Texte fourni:
◇ ◇ ◇ ◇

Moyen-Orient

52. L’attrape touriste de Shiraz (Marvdasht / IRAN)

Après six heures de route entre Yazd et Shiraz au coeur de l’Iran, sur une longue succession de montagnes, de déserts et d’oasis éparses, notre bus nous laisse sur le bord de la route, à proximité de la ville dans laquelle nous attend notre hôte de ce jour Mojtaba. Je m’apprête à vivre l’une de mes pires expériences de Couchsurfing.

Toujours se méfier quand c’est trop facile !

Pour placer tout de suite les choses dans leur contexte, Mojtaba vit avec ses parents à Marvdasht, à une cinquantaine de kilomètres au nord de Shiraz mais proche de Persepolis. C’est important de préciser tout de suite une chose : nous n’avons rien demandé à ce garçon pour l’hébergement, c’est lui qui nous a trouvé sur le site Couchsurfing car nous avions posté un message public pour trouver des hôtes dans d’autres villes. Il nous a tous les deux contactés avec le même message en copié collé pour nous dire que nous étions les bienvenus chez lui et sa famille.

◇ ◇ ◇ ◇

[Entrées enregistrées]
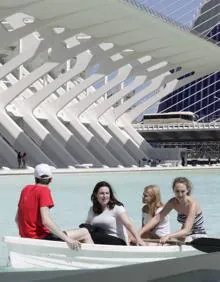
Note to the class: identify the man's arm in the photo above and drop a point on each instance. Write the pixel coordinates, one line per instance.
(53, 227)
(16, 218)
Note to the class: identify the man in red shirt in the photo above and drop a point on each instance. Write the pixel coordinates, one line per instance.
(33, 214)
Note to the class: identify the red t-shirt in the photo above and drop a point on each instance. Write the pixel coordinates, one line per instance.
(32, 198)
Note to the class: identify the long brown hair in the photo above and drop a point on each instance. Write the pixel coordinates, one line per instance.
(97, 208)
(156, 203)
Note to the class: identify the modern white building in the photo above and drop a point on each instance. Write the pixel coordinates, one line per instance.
(75, 74)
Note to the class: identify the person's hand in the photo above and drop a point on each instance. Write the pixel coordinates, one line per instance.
(164, 239)
(73, 244)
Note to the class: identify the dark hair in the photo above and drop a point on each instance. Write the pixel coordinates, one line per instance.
(44, 181)
(184, 181)
(112, 201)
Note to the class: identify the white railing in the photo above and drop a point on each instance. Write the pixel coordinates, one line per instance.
(177, 126)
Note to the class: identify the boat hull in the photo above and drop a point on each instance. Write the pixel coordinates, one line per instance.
(42, 254)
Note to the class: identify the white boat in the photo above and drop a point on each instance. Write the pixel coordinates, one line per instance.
(42, 254)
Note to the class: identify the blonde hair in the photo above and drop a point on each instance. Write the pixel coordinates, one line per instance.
(184, 181)
(156, 203)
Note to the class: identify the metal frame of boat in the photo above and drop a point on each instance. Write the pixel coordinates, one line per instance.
(41, 254)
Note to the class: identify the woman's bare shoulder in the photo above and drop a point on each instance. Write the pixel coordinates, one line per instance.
(145, 209)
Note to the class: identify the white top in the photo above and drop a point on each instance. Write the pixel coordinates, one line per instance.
(110, 221)
(162, 228)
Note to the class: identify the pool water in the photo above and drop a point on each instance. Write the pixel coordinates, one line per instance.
(71, 194)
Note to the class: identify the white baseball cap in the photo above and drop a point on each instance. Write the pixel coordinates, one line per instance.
(43, 170)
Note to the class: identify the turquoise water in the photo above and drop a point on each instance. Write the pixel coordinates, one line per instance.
(71, 193)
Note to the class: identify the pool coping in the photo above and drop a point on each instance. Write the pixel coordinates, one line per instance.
(104, 170)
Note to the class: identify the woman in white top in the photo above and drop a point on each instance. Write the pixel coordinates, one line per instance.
(153, 205)
(109, 218)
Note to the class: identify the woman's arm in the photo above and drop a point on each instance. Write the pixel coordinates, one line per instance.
(187, 226)
(157, 218)
(130, 227)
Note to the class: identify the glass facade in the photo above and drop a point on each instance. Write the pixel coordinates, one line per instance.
(201, 96)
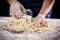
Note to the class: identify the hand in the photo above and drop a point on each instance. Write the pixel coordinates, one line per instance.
(16, 10)
(39, 17)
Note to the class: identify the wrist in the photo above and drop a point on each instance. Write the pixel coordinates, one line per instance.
(11, 2)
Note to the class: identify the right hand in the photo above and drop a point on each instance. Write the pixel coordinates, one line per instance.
(17, 10)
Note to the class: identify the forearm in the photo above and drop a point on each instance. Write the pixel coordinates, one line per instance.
(47, 5)
(12, 1)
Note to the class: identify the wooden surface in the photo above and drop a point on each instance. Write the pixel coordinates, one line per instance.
(50, 35)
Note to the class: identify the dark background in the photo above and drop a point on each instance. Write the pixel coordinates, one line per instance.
(56, 9)
(4, 9)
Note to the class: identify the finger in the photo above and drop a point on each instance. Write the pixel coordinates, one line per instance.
(23, 10)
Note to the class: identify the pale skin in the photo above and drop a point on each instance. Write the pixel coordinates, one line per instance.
(15, 7)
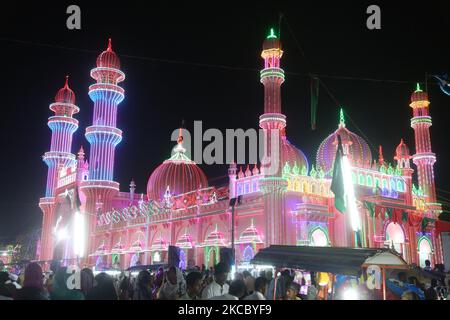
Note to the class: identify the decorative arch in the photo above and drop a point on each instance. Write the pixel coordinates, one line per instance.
(361, 179)
(400, 186)
(369, 181)
(395, 233)
(322, 232)
(425, 250)
(248, 253)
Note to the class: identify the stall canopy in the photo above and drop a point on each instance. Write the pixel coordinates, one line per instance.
(336, 260)
(152, 267)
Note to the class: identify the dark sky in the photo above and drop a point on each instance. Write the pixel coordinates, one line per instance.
(414, 40)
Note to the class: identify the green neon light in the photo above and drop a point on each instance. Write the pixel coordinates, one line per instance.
(418, 88)
(272, 34)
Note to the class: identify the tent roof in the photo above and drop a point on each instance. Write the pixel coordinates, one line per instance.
(337, 260)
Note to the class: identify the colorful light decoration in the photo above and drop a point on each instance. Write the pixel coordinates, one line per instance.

◇ ◇ ◇ ◇

À faire:
[1] D'après le récit de voyage en Iran, à quelle distance de Shiraz vit Mojtaba ?
[2] Prolongez le récit de voyage en Iran à partir de sa dernière phrase.

Corrigé:
[1] À une cinquantaine de kilomètres au nord de Shiraz, à Marvdasht.

[2]
En général je n’aime pas quand c’est trop facile et quand les gens viennent me chercher mais c’était l’Iran et je n’avais nulle part où aller à Shiraz, donc par défaut, j’ai fini par accepter son invitation insistante.

Par définition, Warmshowers est plus sélectif que Couchurfing, mais a moins de membres. L’article sur le sujet c’est par ici !

Il invite tous les touristes de passage, bizarre

Déposés par le bus au milieu de nulle part, nous voyons un homme de type européen à l’ombre d’un petit abris semblant attendre quelque chose. Nous l’abordons en anglais, avant de s’apercevoir rapidement qu’il est parisien et qu’il s’appelle Pierre. La coïncidence ne s’arrête pas là: il attend un taxi pour aller chez ce même Mojtaba dans la même ville que nous. Nous partageons donc le taxi.

Savoir rester sur ses gardes

Une fois arrivés chez lui, je m’efforce d’être affable et agréable tout en restant un peu sur la réserve car les derniers hôtes nous ont montré que c’est parfois plus nos dollars que l’échange humain qui motive leur sens de l’accueil.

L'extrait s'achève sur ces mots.